:: Reading text ::

In other words, just because a former vice-president who has all along been a vocal advocate of torture calls a report clearly incriminating him “a bunch of hooey”, it does not mean that we should necessarily be swayed by his eloquence.
The same goes for Dr James Mitchell, who as a psychologist trained to understand the human psyche put those insights to use as the contracted developer of the CIA’s torture program, when he agrees with said vice-president that the report on torture is a “load of hooey”.
How power deals with guilt (photo: VICE News).
In fact, if we are in doubt about the verisimilitude of that statement, let us look at motives: Dr Mitchell and his partner, Dr Bruce Jessen, reaped rewards of $81m worth of contracts as the former Air Force psychologists sold their services to the CIA through a newly-established company.
As the New York Times reported back in 2009, the psychologists had no knowledge of either actual interrogations aimed at uncovering the truth, of Al Qaeda, or of Middle Eastern or Central Asian cultures. What they did know about was a variety of torture techniques employed on American POWs during the Korean and Vietnam wars, knowledge they had from dealing with returned, former prisoners. If they had listened to John McCain or any medical expertise on torture, they would also have known that torture is not efficient as a means of interrogation, but highly efficient as a means of terror and repression.
As for guilt, currently only power shields the perpetrators. A system of direct authority, such as in a military chain of command, exonerates neither the actual executioner nor the officer issuing the criminal order. Hence arguments, such as former (Obama-era) CIA director Leon Panetta’s, that say that assigning guilt would be unfair to CIA operatives who thought they acted under orders are misguided. It is the assigned-to-be torturer’s responsibility to back away from torturing, at the cost of his or her career if necessary. Most sensible souls should agree that even in the narrowest selfish terms, a career is not worth becoming a torturer for.

:::
:: Excerpted data ::

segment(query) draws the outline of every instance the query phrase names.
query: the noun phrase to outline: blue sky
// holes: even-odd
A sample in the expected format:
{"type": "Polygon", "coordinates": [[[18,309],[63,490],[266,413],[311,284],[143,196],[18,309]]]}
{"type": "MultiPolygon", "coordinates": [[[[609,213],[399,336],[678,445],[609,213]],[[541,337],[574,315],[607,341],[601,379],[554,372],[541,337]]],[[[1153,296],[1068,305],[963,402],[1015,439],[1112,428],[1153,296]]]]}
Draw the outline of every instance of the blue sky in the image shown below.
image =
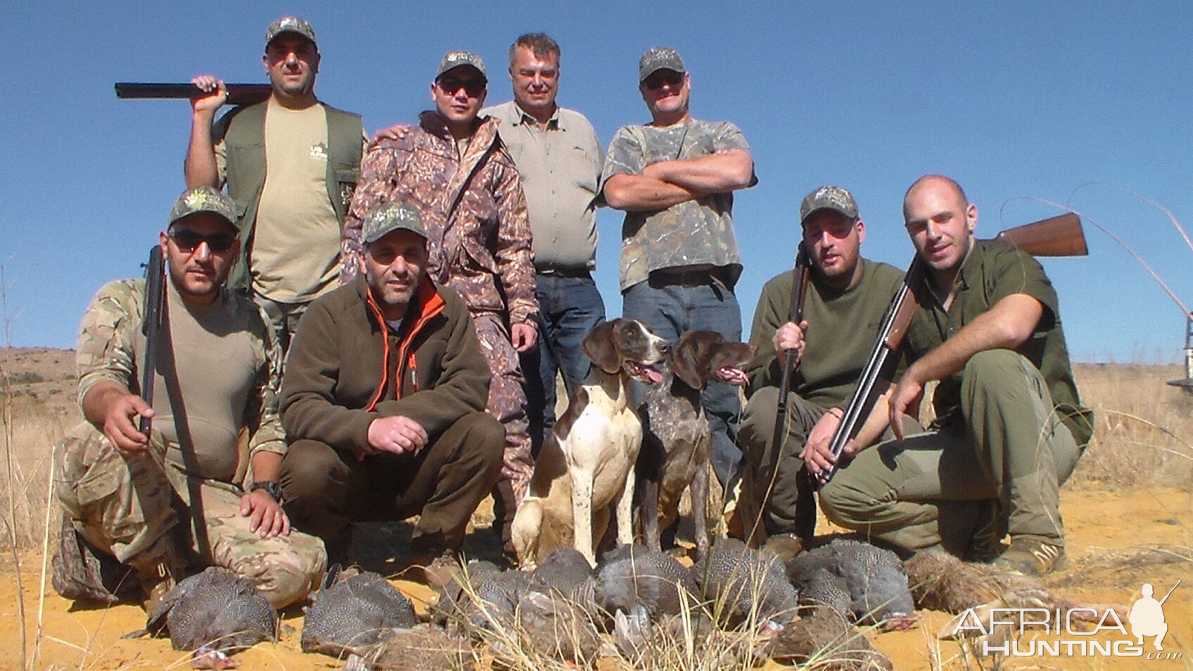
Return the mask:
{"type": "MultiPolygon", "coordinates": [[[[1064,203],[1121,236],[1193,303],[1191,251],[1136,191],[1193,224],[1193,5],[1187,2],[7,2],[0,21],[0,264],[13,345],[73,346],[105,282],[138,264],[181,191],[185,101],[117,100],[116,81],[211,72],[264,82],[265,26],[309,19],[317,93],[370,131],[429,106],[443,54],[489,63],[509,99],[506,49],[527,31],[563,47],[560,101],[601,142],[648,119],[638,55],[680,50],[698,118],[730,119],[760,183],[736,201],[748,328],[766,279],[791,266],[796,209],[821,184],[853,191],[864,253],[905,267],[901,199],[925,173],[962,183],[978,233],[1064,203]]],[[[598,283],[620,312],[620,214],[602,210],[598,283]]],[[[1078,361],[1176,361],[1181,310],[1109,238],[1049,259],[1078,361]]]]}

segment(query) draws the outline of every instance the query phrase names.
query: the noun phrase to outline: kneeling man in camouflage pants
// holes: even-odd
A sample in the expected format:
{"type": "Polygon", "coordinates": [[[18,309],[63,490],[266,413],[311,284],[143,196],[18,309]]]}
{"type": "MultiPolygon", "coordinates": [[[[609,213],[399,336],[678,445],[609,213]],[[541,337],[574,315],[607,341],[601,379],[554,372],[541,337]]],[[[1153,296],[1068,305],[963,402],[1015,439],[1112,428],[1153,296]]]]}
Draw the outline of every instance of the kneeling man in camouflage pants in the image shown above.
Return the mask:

:::

Pick up the article on the CIA torture report and the guilt of those behind the program, continuing right after its final sentence.

The same, of course, governs the mutual expectations of action that rests on economic incentives rather than on (or in addition to) traditional authority. Thus it does not help Mitchell at all to say that he was “”just a guy who got asked to do something for his country by people at the highest level of government, and I did the best that I could.”” That is an admission of guilt, not a defense.
(For progressives, it is hard not to be gleeful when reading in the same interview with the Guardian that Mitchell “also criticized Obama’s healthcare policy – a “shit sandwich” – and his administration’s approach to global warming. [He] believes it’s a myth.”
Yet taking down Bush-era policies was always easy, but inadequate: most CIA personnel are in intelligence as a vocation and have continued their careers under the current administration.)
This is important not only for the big fish such as the CIA directors, the torture entrepreneurs and the vice-president: as the Guardian reports, the tormenter responsible for the death of Gul Rahman ‘was recommended to receive a $2,500 cash bonus for his “consistently superior work”’, when, of course, he should have been charged with murder.
But apart from the truly applaudable fact that the open society struck back by publishing the report (something that would almost certainly never have happened in, say, Russia, Saudi Arabia, or Iran), maybe we are supposed to find consolation only in the fact that even torturers now have performance reviews and must see their jobs outsourced to freelancing hacks with dubious business plans to leech on the public purse.